TEXT:
-- -- --
Nilus supports the following sink options for PostgreSQL CDC workflows:

Field Description Default
dest-table Target table in the sink.
incremental-strategy Write mode (append recommended for CDC). append

Core Concepts

Nilus captures row-level changes from PostgreSQL using its logical replication infrastructure. Below are the key concepts that explain how Nilus works with PostgreSQL.

  1. Logical Replication

    1. Nilus relies on logical replication to stream data changes from the Write-Ahead Log (WAL).
    2. It must be enabled at the PostgreSQL server level (wal_level = logical).
    3. Only changes to tables with a primary key and a valid replica identity are captured.
    4. Replica Identity defines how PostgreSQL identifies rows during UPDATE or DELETE operations.
  2. WAL and LSN

    1. Write-Ahead Log (WAL): PostgreSQL’s transaction log containing all committed changes.
    2. Nilus reads the WAL via a logical decoding plugin.
    3. Each event is tagged with a Log Sequence Number (LSN), allowing Nilus to: 1. Resume precisely after interruptions. 2. Guarantee ordered and lossless streaming.
  3. Initial Snapshot

    When a Nilus connector starts for the first time (or if snapshotting is explicitly enabled):

    1. It connects via JDBC.
    2. Reads schema metadata from system catalogs (information_schema.tables, pg_catalog.pg_attribute, etc.).
    3. Captures baseline schema (columns, types, primary keys).
    4. Emits a read (op: r) event for every row in the included tables.
-- -- --
STORED DATA:
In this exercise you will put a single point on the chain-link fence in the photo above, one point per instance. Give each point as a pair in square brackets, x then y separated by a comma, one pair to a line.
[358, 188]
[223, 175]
-- -- --
GOALS:
1. In the Nilus documentation, write out the passage from "3. Only changes" to "connects via JDBC.".
2. Summarize the Nilus documentation in two sentences.
The listing is separate material from the Nilus documentation.

SOLUTIONS FOR EACH TASK:
1.
3. Only changes to tables with a primary key and a valid replica identity are captured.
    4. Replica Identity defines how PostgreSQL identifies rows during UPDATE or DELETE operations.
  2. WAL and LSN

    1. Write-Ahead Log (WAL): PostgreSQL’s transaction log containing all committed changes.
    2. Nilus reads the WAL via a logical decoding plugin.
    3. Each event is tagged with a Log Sequence Number (LSN), allowing Nilus to: 1. Resume precisely after interruptions. 2. Guarantee ordered and lossless streaming.
  3. Initial Snapshot

    When a Nilus connector starts for the first time (or if snapshotting is explicitly enabled):

    1. It connects via JDBC.

2. Nilus captures row-level changes from PostgreSQL through logical replication, which must be enabled at the server level, and it reads the Write-Ahead Log via a logical decoding plugin. Each event carries a Log Sequence Number so Nilus can resume precisely after interruptions, and on first start a connector connects via JDBC, reads schema metadata from system catalogs, captures the baseline schema, and emits a read event for every row in the included tables.